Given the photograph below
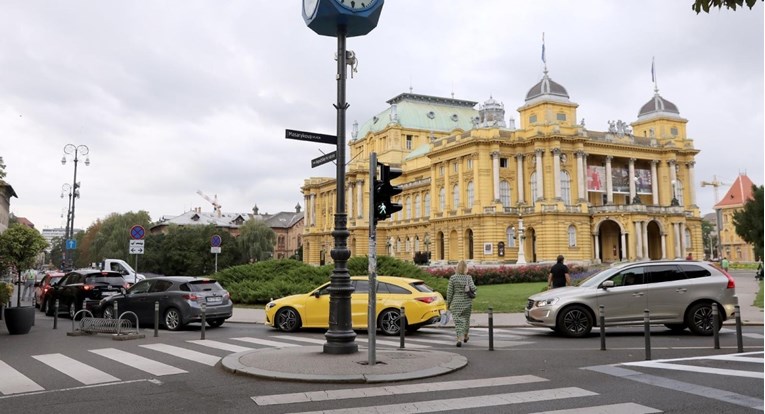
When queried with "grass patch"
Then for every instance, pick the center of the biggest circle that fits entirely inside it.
(505, 298)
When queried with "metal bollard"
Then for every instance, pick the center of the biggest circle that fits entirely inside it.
(55, 315)
(204, 318)
(647, 333)
(602, 323)
(156, 319)
(715, 331)
(739, 340)
(402, 326)
(491, 328)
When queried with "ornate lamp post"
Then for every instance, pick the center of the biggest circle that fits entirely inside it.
(75, 151)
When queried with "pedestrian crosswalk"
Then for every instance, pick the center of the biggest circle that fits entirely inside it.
(96, 366)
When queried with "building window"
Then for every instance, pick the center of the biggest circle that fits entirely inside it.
(511, 237)
(565, 187)
(504, 193)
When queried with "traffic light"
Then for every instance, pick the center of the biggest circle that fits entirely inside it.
(384, 190)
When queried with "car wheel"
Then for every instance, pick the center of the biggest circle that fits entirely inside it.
(676, 327)
(214, 323)
(388, 322)
(173, 319)
(287, 320)
(699, 319)
(574, 321)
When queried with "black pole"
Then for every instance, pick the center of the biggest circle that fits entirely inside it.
(340, 336)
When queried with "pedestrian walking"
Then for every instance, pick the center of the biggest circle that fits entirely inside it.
(29, 284)
(559, 275)
(458, 301)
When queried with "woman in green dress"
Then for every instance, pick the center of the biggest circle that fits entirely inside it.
(458, 302)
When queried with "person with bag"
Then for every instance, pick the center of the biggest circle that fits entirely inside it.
(459, 300)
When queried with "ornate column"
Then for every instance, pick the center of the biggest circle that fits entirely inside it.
(609, 181)
(632, 179)
(519, 178)
(691, 186)
(540, 175)
(495, 174)
(556, 172)
(654, 182)
(581, 178)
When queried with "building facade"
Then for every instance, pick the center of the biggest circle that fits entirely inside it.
(732, 246)
(477, 188)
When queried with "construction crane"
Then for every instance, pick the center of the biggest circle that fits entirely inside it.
(714, 183)
(213, 201)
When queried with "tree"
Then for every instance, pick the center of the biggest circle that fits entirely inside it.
(706, 5)
(749, 221)
(19, 247)
(256, 240)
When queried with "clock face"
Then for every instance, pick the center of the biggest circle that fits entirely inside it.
(309, 7)
(356, 4)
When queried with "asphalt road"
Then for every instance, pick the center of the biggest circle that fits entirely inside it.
(531, 370)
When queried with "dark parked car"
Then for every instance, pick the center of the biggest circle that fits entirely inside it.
(180, 301)
(86, 286)
(44, 287)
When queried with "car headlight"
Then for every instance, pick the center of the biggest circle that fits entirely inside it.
(545, 302)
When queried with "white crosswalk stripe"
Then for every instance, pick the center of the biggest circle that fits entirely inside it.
(138, 362)
(14, 382)
(184, 353)
(75, 369)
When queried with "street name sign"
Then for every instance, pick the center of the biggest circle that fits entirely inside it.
(311, 136)
(330, 156)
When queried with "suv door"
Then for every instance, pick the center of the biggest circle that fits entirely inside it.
(626, 301)
(667, 295)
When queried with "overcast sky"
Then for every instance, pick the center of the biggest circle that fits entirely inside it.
(172, 97)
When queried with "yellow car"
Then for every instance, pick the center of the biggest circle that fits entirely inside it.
(422, 305)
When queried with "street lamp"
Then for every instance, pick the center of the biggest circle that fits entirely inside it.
(75, 151)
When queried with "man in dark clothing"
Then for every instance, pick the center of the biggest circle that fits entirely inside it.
(558, 276)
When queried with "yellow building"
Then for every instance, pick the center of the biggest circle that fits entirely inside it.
(477, 187)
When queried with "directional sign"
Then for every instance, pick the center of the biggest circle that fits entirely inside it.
(136, 247)
(137, 232)
(311, 136)
(324, 159)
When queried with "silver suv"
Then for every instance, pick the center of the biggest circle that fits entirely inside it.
(677, 293)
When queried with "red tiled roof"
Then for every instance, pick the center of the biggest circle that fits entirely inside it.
(738, 193)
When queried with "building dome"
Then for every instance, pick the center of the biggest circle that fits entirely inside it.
(546, 87)
(657, 105)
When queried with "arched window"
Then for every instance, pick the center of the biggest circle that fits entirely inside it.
(510, 236)
(504, 193)
(565, 187)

•••

Set down the complete material exactly, but do not include the images.

▶ _EXERCISE SOLUTION_:
Given the photograph below
When queried with "grass patch"
Then for every instance, pick the center of the biggest circle that fits entirely inside it.
(505, 298)
When queried with "metal bollard"
Then for every instance, pick the center of the biggest circle that fits entirely inside it.
(55, 315)
(204, 318)
(647, 333)
(602, 323)
(156, 319)
(715, 331)
(739, 340)
(402, 326)
(491, 328)
When queried with "ornate lamp post"
Then for every instance, pick the center of the biggest circle that fits entirely inside it.
(75, 151)
When queried with "pedestrian crosswalk"
Then for every instance, pick the center of the biggest circle that fits entirely inside it.
(96, 366)
When queried with "building window"
Then for every instance, pick the center of the biggest circle that fits entirely inside it.
(511, 237)
(565, 187)
(504, 193)
When queried with "traffic light"
Then for every instance, pick the center of the biggest circle that fits entirely inside it.
(384, 190)
When queried with "car wheel"
Then for every instance, pick the center of the biggest circle that fits entirely inside it.
(676, 327)
(214, 323)
(388, 322)
(173, 319)
(287, 320)
(699, 319)
(574, 321)
When queried with "black pole"
Then for every instance, pick the center of the biggest circle that fits entirely inside it.
(340, 336)
When queried with "pedestrian walking"
Then for every instance, pick the center of the biggest circle that fits entirely inside it.
(29, 284)
(559, 275)
(458, 301)
When queried with "woman in green dress"
Then for every instance, pick the center of the biggest circle that fits entirely inside it.
(458, 302)
When queried with "person with bag"
Then for every instance, pick the center of the biggest circle that fits entirely inside it.
(459, 300)
When queried with "ornate column"
Then for every instance, pick the center of the biggest circle that fits entirely inside it.
(609, 181)
(632, 179)
(519, 178)
(691, 186)
(540, 175)
(495, 174)
(556, 172)
(654, 182)
(581, 178)
When queried with "building facade"
Then for every instance, pick the center of the biggest circle that fits entirely inside it.
(732, 246)
(477, 188)
When queried with "construction crane"
Then for every instance, pick the center of the biggest circle that fits entirely inside it.
(714, 183)
(213, 201)
When queried with "tree"
Then for every instance, pick the center of the biggest circle that fits entirely inside it.
(706, 5)
(749, 221)
(19, 247)
(256, 240)
When queried with "clock face"
Then for every instance, pick the center of the biggest circle that fits entirely inside it.
(309, 7)
(356, 4)
When queried with "asphalt road"
Then for every instance, pick the center of the biggest circle that fits entirely inside it.
(531, 370)
When queried with "dark parked car"
Then for every instance, pick the center of the biggest circle that fits entirely inside it.
(180, 301)
(86, 286)
(44, 287)
When queried with "car headlight"
Then for every instance, pick the center of the biggest circle that fits entirely inside it.
(545, 302)
When queried with "white crosswalk stripe"
Then for every instance, pick the center of the biggest circle that fits entirely inside it.
(138, 362)
(14, 382)
(184, 353)
(75, 369)
When queried with "street name sign"
Then for every instance, pick the center of the biggest circle that fits entirely inside it.
(311, 136)
(330, 156)
When queried with "suv door"
Then for every instance, pick the center of the biggest circle that fits entirely inside it.
(626, 301)
(667, 295)
When queried with "overcast sky"
Then for every instance, pick the center of the biggest circle that fits entirely inside it.
(172, 97)
When queried with "yellow car"
Then for every instance, pick the center of the biggest circle that fits entirely inside it.
(422, 305)
When queried with "street lamp"
Then for every instance, pick the center of the biggest circle that fits entirely inside it.
(75, 151)
When queried with "man in dark clothing"
Then for every instance, pick the center of the biggest circle that fits entirely inside it.
(558, 276)
When queried with "yellow building"
Then for every instance, pick the center of the biggest circle that fits entirely inside it.
(477, 187)
When queried with "directional sign"
Then for every instance, pick the center of the biggest circle that fits entirely inside it.
(136, 247)
(137, 232)
(311, 136)
(324, 159)
When queried with "silver suv"
Then for every instance, pick the center of the biggest circle that fits entirely inside it.
(677, 293)
When queried with "red tiled roof"
Then for every instance, pick the center of the biggest circle that fits entirely inside it.
(738, 193)
When queried with "building dome"
Then for every instance, pick the center of the biggest circle that fits entirely inside it.
(546, 87)
(657, 105)
When queried with "arched window"
Then for every instance, pick the center of the biggest circle that fits entirely inside it.
(510, 236)
(504, 193)
(565, 187)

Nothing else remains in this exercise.